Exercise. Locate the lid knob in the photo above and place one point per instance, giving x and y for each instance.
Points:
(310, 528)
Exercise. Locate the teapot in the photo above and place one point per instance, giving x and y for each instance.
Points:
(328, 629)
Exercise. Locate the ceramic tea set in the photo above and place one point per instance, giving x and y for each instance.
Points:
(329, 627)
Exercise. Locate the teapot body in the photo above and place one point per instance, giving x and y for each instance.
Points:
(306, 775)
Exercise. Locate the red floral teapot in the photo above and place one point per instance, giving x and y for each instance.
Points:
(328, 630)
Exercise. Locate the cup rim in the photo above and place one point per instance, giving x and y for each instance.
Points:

EXERCISE PROMPT. Recast the data above as a numbered list with one line per entry, omitting any blank lines.

WRITTEN RESPONSE.
1. Exercise. Locate the lid knob in the photo above and place one point per instance, giving x and y for each instance.
2. Points:
3. (310, 528)
4. Exercise. Locate the teapot in the photo above and place one point per instance, giving x and y for each instance.
5. Points:
6. (328, 629)
7. Exercise. Locate the ceramic tea set in the photo above and place one point per instance, giving x and y for each instance.
8. Points:
9. (329, 627)
10. Exercise. Locate the teapot body in the photo above and place one point per instance, giving x and y for each instance.
11. Points:
12. (306, 775)
13. Exercise. Locate the red floral teapot in the photo above and place one point per instance, giving x and y for each instance.
14. Points:
15. (328, 630)
16. Exercise. Locate the cup rim in the photo above and place one point per instance, giving x and y for each instance.
17. Points:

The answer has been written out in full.